▶ [EXERCISE PROMPT]: Which lines in the entries below contain the word "ceiling"? Pull out each of those lines and copy it unchanged.
....
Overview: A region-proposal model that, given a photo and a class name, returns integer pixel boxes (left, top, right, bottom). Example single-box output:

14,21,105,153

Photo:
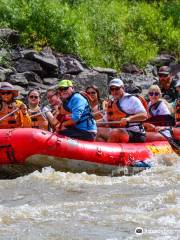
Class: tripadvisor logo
135,227,143,235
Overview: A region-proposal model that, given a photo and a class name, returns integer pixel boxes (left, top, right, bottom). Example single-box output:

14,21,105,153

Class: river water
0,154,180,240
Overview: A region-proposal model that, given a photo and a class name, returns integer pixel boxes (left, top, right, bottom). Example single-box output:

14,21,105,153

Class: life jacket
106,100,128,127
137,95,149,113
28,108,49,131
92,101,108,121
57,92,94,125
0,100,24,129
107,94,146,131
149,100,162,117
175,98,180,127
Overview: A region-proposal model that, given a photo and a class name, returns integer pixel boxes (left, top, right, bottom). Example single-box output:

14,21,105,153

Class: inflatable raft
0,128,173,175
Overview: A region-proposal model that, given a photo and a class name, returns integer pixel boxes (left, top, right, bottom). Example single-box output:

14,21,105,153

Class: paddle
98,114,175,126
30,110,51,117
0,108,19,121
159,128,180,156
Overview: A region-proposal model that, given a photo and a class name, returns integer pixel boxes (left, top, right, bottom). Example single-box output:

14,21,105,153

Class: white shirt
148,101,171,116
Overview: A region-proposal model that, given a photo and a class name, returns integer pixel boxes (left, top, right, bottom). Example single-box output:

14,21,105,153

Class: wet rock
151,53,176,67
9,73,28,86
122,63,143,74
0,28,19,44
43,78,58,86
0,67,13,81
74,70,108,97
57,55,85,75
93,67,117,77
10,49,22,61
13,59,43,76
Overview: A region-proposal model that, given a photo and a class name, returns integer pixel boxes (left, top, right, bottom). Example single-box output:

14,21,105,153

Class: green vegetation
0,0,180,69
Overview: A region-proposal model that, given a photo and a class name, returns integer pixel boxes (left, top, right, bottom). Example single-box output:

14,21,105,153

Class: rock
21,48,58,70
122,63,143,74
43,78,58,86
68,70,108,97
0,67,13,81
57,55,85,75
120,73,157,92
93,67,117,77
10,49,22,61
9,73,28,86
0,28,19,44
21,49,37,60
151,53,176,67
13,59,43,76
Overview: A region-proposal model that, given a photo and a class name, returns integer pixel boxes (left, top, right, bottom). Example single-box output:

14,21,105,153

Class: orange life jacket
175,98,180,126
56,92,93,124
0,101,23,129
28,107,49,131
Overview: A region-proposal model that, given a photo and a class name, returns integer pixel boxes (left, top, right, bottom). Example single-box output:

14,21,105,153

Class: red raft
0,128,173,174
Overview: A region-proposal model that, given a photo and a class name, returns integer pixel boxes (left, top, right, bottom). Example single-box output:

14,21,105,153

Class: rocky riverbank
0,29,180,98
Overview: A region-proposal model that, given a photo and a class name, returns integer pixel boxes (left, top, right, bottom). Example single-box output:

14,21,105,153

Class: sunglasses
47,93,56,99
59,87,69,92
110,87,121,92
86,92,96,95
149,92,159,97
1,92,12,95
29,95,39,99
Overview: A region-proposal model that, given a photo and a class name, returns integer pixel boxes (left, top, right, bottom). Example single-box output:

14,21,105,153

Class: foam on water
0,155,180,240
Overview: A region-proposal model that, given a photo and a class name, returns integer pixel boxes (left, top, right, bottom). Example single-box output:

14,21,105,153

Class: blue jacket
63,93,97,133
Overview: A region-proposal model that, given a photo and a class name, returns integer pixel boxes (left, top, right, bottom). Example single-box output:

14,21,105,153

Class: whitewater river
0,155,180,240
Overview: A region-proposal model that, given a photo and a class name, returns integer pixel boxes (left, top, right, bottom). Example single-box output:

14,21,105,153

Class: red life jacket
28,108,48,131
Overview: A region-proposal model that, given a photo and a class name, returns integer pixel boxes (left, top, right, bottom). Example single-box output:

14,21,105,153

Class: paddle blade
145,114,175,126
159,128,180,156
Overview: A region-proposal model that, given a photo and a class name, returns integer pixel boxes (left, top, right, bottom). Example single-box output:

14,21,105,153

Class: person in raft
85,85,107,121
27,89,54,131
0,82,31,128
57,80,97,141
97,78,148,143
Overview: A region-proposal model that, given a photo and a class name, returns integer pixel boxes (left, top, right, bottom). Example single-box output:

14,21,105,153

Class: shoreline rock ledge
0,28,180,99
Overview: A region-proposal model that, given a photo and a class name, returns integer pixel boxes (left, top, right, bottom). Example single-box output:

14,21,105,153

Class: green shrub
0,0,180,70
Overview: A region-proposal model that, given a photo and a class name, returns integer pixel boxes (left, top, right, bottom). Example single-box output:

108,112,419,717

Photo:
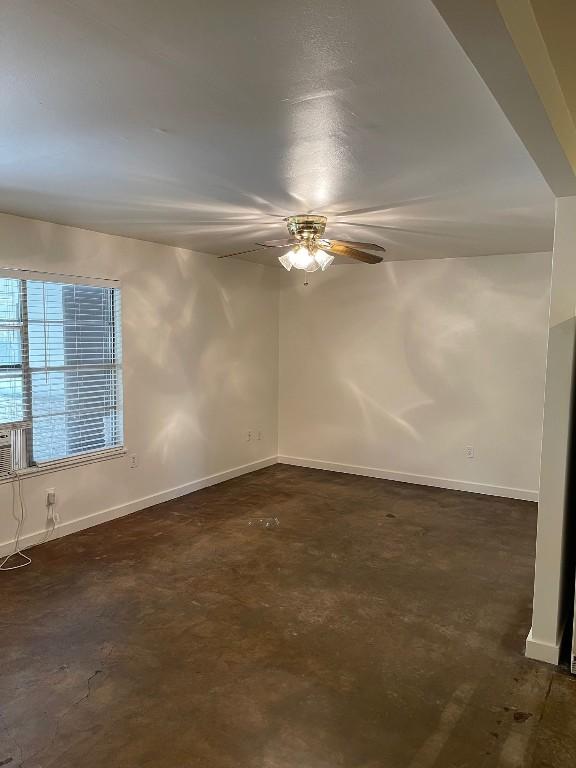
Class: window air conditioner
0,428,12,477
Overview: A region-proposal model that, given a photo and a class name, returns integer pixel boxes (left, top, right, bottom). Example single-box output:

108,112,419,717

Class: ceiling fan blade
320,240,386,253
328,240,384,264
256,239,297,248
217,248,266,259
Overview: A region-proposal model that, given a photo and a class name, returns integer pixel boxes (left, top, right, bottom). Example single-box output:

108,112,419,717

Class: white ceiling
0,0,553,262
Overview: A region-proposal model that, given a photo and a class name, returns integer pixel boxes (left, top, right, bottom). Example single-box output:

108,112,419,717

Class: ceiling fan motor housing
286,215,326,240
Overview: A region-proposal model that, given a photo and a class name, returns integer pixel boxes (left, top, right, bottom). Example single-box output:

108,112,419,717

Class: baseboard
0,456,277,556
278,456,538,501
526,630,560,664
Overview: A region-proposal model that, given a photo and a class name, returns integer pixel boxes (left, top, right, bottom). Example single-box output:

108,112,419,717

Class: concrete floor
0,466,576,768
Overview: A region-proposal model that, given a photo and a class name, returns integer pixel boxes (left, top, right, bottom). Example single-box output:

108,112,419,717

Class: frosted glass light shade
278,245,334,272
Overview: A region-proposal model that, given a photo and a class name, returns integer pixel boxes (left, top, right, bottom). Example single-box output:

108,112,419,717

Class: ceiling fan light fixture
278,253,292,272
314,248,334,272
278,245,334,272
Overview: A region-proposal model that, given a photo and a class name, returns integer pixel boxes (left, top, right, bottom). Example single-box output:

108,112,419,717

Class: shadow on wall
282,254,550,487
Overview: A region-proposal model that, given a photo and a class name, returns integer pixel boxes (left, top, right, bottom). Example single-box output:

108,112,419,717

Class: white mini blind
0,272,123,464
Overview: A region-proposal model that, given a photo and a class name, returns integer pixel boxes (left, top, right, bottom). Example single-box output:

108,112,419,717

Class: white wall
279,254,550,499
0,215,550,551
0,215,278,551
526,197,576,664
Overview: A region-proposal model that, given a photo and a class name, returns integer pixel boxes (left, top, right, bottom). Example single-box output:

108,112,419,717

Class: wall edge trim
526,628,560,665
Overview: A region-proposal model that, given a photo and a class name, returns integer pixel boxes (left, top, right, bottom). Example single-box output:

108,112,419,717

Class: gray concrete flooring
0,466,576,768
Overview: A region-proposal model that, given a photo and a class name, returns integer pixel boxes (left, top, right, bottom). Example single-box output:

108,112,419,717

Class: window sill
0,448,126,485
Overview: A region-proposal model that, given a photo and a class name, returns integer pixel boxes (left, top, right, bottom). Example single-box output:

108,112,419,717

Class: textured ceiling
0,0,553,261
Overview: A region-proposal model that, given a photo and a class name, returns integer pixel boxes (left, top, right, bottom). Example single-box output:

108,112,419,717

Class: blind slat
0,276,123,462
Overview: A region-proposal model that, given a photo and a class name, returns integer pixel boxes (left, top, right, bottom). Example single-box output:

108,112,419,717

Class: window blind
0,277,123,464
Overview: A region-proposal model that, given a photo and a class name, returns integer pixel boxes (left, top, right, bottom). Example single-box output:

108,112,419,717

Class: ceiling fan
219,214,386,272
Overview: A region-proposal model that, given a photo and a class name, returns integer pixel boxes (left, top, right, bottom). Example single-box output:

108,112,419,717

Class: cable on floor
0,472,56,571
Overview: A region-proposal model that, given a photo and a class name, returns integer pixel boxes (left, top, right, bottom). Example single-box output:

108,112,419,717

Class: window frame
0,267,126,476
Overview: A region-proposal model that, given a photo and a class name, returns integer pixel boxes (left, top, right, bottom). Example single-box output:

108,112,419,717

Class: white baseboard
0,456,277,556
278,456,538,501
526,630,560,664
0,456,536,560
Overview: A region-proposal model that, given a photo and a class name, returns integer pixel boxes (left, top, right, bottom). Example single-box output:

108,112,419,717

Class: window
0,270,123,472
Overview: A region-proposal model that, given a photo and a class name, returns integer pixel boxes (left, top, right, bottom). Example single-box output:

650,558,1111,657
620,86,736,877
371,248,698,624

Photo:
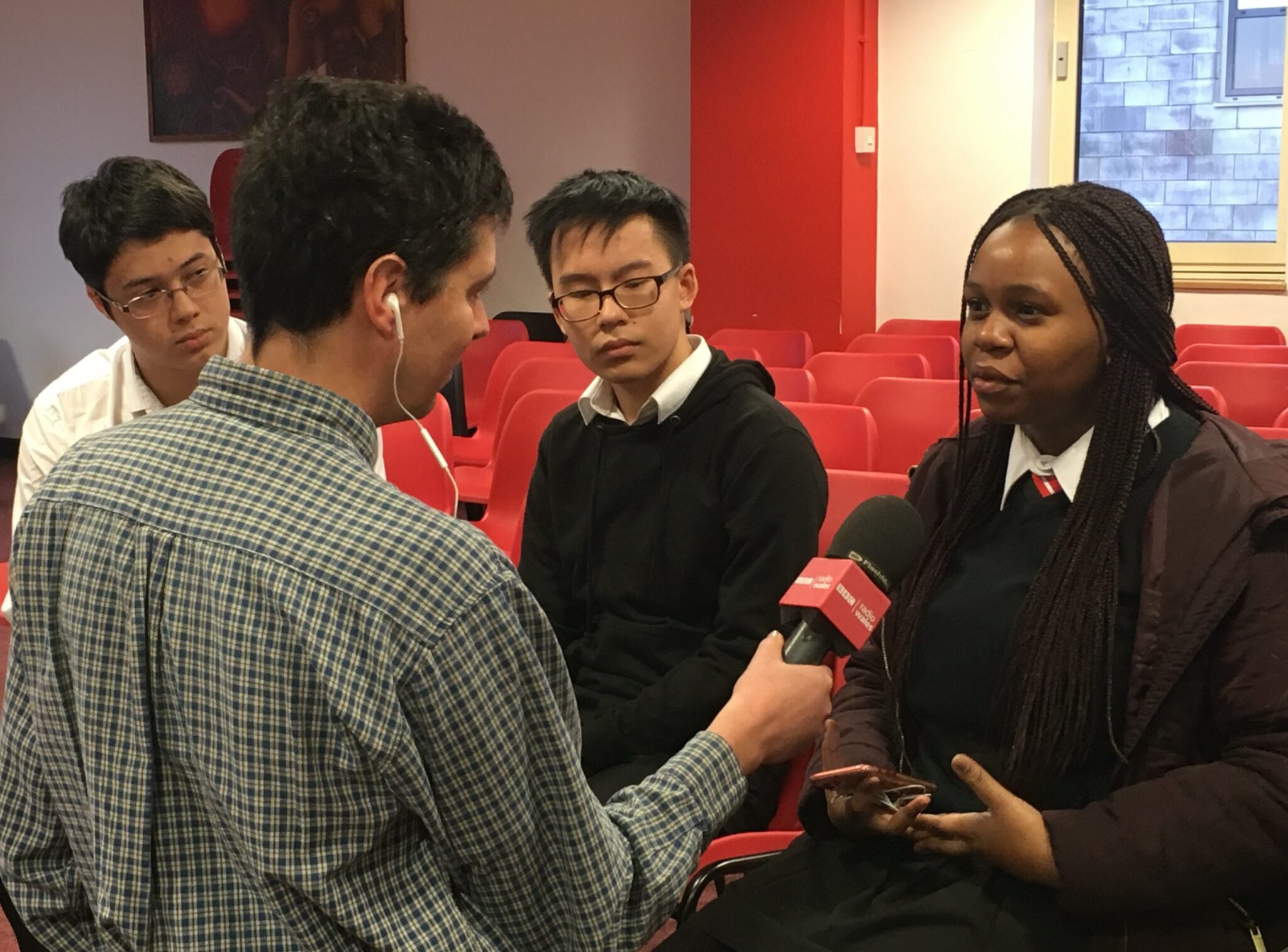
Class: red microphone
779,496,926,665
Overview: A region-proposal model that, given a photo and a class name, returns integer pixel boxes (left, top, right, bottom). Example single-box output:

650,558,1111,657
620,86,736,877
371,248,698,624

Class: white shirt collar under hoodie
1001,399,1171,509
577,334,711,426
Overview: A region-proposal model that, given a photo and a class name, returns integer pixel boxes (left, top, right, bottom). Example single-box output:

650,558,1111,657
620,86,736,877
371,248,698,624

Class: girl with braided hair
662,183,1288,952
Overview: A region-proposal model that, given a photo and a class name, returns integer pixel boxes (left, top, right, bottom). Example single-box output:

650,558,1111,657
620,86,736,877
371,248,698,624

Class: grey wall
1078,0,1283,241
0,0,689,437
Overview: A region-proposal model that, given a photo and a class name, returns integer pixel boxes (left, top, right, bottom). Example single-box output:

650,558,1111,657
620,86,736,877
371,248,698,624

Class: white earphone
385,297,403,344
385,292,461,515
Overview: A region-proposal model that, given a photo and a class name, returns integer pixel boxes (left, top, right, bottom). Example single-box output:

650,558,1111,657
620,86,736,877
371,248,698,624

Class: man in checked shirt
0,79,831,952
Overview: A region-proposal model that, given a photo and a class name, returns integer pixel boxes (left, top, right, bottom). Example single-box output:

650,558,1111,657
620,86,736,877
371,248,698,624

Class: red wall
691,0,880,350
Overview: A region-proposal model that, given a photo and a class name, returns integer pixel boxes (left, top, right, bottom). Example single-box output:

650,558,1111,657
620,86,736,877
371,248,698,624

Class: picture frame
143,0,407,141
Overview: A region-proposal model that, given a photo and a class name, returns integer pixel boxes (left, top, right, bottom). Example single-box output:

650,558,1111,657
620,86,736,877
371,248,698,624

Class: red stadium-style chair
675,657,847,922
1190,387,1230,416
380,394,455,515
474,390,581,564
1176,361,1288,426
877,317,962,340
210,148,242,260
784,403,877,470
1176,323,1288,353
845,334,961,380
855,377,958,473
805,353,930,404
452,340,575,467
456,357,595,502
765,367,818,403
716,344,763,363
707,327,814,367
461,321,528,425
818,469,908,555
1176,344,1288,363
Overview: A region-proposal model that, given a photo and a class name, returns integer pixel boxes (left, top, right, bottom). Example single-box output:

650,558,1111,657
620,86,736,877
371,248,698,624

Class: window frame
1048,0,1288,291
1221,0,1288,104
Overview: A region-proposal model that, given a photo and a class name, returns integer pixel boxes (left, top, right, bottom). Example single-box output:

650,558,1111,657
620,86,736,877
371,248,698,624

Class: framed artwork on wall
143,0,407,141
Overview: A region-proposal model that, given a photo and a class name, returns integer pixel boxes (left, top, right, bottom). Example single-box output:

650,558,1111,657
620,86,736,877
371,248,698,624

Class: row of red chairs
711,319,1288,372
394,368,1288,555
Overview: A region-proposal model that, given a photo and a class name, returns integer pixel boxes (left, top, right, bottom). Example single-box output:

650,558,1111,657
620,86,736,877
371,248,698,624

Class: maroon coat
801,416,1288,952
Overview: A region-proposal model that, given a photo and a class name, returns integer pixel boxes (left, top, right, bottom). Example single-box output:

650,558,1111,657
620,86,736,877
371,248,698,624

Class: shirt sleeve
399,576,746,952
582,429,827,773
0,639,97,952
0,403,72,623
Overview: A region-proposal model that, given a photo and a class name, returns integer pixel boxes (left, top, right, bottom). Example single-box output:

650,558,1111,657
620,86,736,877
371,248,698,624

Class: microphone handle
783,621,832,665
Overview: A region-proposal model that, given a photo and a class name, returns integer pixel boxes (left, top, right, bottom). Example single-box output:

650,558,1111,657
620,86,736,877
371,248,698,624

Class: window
1051,0,1288,290
1223,0,1288,102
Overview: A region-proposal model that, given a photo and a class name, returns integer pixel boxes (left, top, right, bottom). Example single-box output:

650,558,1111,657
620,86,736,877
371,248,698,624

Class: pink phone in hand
810,764,935,811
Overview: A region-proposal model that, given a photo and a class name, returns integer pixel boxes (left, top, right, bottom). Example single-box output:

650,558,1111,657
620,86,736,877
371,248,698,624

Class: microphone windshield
827,496,926,594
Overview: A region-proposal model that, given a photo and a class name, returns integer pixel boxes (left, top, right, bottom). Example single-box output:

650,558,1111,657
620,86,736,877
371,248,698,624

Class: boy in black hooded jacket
519,171,827,831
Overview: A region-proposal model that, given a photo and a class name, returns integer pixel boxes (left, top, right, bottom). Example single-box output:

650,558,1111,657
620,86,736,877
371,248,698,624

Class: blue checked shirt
0,358,745,952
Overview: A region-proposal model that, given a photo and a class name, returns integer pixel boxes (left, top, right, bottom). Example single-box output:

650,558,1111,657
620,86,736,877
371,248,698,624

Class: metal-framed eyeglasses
550,264,684,323
94,264,226,321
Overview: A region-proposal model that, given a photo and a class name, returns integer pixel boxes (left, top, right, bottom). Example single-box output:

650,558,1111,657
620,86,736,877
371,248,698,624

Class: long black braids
887,182,1212,795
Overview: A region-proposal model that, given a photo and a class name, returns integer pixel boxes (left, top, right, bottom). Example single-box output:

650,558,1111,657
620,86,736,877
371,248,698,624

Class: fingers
881,796,930,836
756,631,783,660
818,717,841,770
953,753,1015,809
912,836,972,856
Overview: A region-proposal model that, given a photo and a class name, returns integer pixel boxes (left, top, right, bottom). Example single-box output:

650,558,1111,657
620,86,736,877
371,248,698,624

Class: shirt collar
1001,399,1171,509
121,317,246,419
577,334,711,425
192,357,377,467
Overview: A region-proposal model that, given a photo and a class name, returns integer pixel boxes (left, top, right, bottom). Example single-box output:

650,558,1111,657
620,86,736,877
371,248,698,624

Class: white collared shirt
577,334,711,426
0,317,246,618
0,317,385,621
1002,399,1171,509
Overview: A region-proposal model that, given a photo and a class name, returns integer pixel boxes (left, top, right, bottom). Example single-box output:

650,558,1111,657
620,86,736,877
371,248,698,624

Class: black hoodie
519,349,827,773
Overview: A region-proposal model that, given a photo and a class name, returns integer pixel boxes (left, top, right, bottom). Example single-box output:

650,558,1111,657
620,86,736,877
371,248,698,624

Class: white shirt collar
1001,399,1171,509
116,317,246,423
577,334,711,426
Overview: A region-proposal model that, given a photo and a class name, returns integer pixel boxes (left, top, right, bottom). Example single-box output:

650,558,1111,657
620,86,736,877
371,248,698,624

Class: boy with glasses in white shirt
4,156,246,628
4,156,246,628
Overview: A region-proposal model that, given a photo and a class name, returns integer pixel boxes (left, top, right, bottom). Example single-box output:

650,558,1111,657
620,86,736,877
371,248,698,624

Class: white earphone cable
394,329,461,517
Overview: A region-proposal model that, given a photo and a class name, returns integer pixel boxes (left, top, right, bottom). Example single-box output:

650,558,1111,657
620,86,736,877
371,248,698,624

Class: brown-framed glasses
550,264,684,323
94,264,226,321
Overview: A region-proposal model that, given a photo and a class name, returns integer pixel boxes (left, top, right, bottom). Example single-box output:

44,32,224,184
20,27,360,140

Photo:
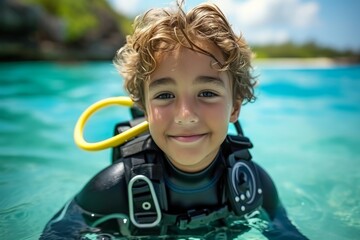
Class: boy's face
144,46,241,172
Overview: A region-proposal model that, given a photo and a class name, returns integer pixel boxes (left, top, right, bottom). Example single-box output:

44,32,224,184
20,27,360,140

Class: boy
42,4,307,239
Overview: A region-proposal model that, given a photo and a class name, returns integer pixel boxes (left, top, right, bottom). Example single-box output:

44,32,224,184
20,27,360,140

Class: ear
230,99,242,123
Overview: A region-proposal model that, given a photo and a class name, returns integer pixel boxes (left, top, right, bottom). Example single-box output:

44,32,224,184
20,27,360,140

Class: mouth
169,133,207,143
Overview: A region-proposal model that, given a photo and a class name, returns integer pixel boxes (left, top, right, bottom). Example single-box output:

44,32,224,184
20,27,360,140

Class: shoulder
75,161,128,214
254,162,280,218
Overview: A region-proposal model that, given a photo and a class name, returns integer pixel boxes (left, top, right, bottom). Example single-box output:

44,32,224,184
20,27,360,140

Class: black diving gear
41,119,307,240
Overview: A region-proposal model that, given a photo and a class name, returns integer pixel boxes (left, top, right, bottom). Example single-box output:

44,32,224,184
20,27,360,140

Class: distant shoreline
253,57,360,68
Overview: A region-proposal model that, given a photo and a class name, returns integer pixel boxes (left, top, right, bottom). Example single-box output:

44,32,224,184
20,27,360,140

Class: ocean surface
0,62,360,240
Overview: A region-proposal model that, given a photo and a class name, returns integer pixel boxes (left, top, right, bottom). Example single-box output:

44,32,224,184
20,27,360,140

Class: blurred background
0,0,360,240
0,0,360,62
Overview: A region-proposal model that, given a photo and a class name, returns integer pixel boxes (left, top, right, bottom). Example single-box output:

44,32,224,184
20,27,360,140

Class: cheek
147,107,169,125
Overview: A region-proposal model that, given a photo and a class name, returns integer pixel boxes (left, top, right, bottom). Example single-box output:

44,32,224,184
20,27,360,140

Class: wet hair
114,2,256,110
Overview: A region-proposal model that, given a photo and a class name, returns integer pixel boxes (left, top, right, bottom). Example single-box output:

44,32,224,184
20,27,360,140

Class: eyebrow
149,76,225,89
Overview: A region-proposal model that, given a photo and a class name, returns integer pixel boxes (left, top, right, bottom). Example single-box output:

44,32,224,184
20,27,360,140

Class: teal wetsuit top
40,136,307,240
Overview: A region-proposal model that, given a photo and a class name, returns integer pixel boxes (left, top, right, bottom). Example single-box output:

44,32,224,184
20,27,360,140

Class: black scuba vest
102,131,262,237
....
▶ [ANSWER]:
Class: ceiling fan blade
Class: white ceiling
Class: ceiling fan motor housing
Class: ceiling fan light fixture
Class: textured ceiling
Class: ceiling fan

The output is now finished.